Render every line of the items below as a Markdown table with the columns Row and Text, numbering the rows and leaving out blank lines. Omit the pictures.

Stored data:
■ ■ ■ ■ ■ ■ ■

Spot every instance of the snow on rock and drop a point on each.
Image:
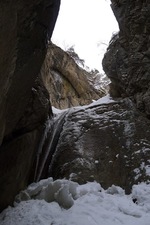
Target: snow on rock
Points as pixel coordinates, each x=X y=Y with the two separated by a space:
x=92 y=205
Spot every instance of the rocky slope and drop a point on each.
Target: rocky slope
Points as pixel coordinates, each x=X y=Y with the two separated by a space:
x=23 y=102
x=109 y=142
x=66 y=82
x=127 y=59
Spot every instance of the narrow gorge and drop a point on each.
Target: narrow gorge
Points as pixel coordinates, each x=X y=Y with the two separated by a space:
x=107 y=141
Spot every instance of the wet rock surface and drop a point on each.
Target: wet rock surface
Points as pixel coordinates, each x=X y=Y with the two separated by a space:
x=67 y=83
x=24 y=103
x=104 y=142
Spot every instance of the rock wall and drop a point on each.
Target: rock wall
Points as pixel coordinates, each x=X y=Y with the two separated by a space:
x=24 y=103
x=127 y=59
x=103 y=142
x=66 y=82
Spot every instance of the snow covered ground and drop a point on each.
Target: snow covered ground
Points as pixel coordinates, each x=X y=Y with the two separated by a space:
x=63 y=202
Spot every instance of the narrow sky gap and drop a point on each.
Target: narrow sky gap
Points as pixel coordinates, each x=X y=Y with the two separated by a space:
x=88 y=25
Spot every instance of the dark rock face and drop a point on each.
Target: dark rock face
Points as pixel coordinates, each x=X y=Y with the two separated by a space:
x=67 y=83
x=127 y=59
x=24 y=103
x=104 y=143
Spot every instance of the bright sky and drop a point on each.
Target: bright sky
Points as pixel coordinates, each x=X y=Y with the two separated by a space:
x=85 y=24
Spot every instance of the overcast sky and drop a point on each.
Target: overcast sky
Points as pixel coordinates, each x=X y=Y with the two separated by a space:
x=85 y=24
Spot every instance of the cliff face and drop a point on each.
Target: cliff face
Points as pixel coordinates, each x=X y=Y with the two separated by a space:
x=66 y=82
x=127 y=59
x=24 y=103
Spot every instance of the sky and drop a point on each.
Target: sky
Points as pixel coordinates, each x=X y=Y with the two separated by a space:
x=88 y=25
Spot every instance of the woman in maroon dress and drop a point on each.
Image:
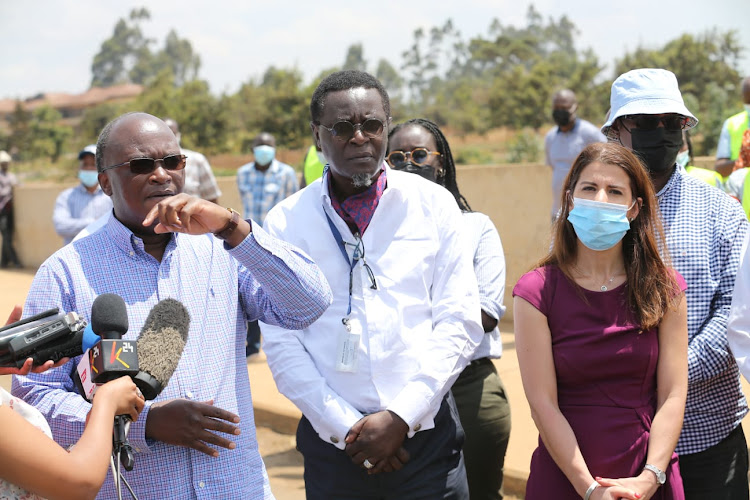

■ ■ ■ ■ ■ ■ ■

Expected answer:
| Row | Text |
|---|---|
| 1 | Spot every instance of the snow on rock and drop a point on each. |
| 2 | Image: |
| 3 | Target: snow on rock |
| 4 | Points as pixel coordinates, each x=X y=Y with the two separated by a space: |
| 5 | x=92 y=205 |
| 6 | Spot every instance of the rocky slope and drop a point on each. |
| 7 | Target: rocky slope |
| 8 | Points as pixel coordinates, each x=X y=Y with the two separated by a space: |
| 9 | x=23 y=102 |
| 10 | x=109 y=142 |
| 11 | x=66 y=82 |
| 12 | x=127 y=59 |
| 13 | Spot every instance of the narrow gorge and drop a point on each. |
| 14 | Target: narrow gorge |
| 15 | Points as pixel coordinates, each x=X y=Y with the two separated by a space: |
| 16 | x=107 y=141 |
| 17 | Spot every instance of the wet rock surface and drop a point on each. |
| 18 | Target: wet rock surface |
| 19 | Points as pixel coordinates, each x=X y=Y with the two separated by a space: |
| 20 | x=67 y=83 |
| 21 | x=24 y=103 |
| 22 | x=104 y=142 |
| 23 | Spot every instance of the rock wall and drop a point on each. |
| 24 | Target: rock wall |
| 25 | Points as pixel coordinates, each x=X y=Y with the two separated by a space: |
| 26 | x=24 y=103 |
| 27 | x=127 y=59 |
| 28 | x=103 y=142 |
| 29 | x=66 y=82 |
| 30 | Spot every instance of the snow covered ground and drop a point on each. |
| 31 | Target: snow covered ground |
| 32 | Points as pixel coordinates, each x=X y=Y with the two separated by a space: |
| 33 | x=63 y=202 |
| 34 | Spot every instance of the narrow sky gap and drop a point on each. |
| 35 | Target: narrow sky gap |
| 36 | Points as pixel coordinates, each x=X y=Y with the two separated by a space: |
| 37 | x=88 y=25 |
| 38 | Spot every instance of the dark rock face and drop a point on each. |
| 39 | Target: dark rock face |
| 40 | Points as pixel coordinates, each x=X y=Y with the two separated by a space: |
| 41 | x=67 y=83 |
| 42 | x=127 y=59 |
| 43 | x=24 y=103 |
| 44 | x=104 y=143 |
| 45 | Spot every instance of the bright sky and drop a point on each. |
| 46 | Target: bright sky |
| 47 | Points as pixel coordinates, each x=X y=Y with the two separated by a space: |
| 48 | x=85 y=24 |
| 49 | Spot every instance of the overcast sky and drop a point on each. |
| 50 | Target: overcast sky |
| 51 | Points as pixel coordinates, each x=X y=Y with the two separated by a space: |
| 52 | x=85 y=24 |
| 53 | Spot every instance of the cliff face and drop a point on each. |
| 54 | Target: cliff face |
| 55 | Points as pixel coordinates, each x=X y=Y with the two separated by a space: |
| 56 | x=66 y=82 |
| 57 | x=127 y=59 |
| 58 | x=24 y=103 |
| 59 | Spot every instance of the sky and drop a point on each. |
| 60 | Target: sky |
| 61 | Points as pixel coordinates, each x=X y=Y with the two separated by a space: |
| 62 | x=88 y=25 |
| 63 | Spot every instance of the woman in maroon dress and drop a point on each. |
| 64 | Image: |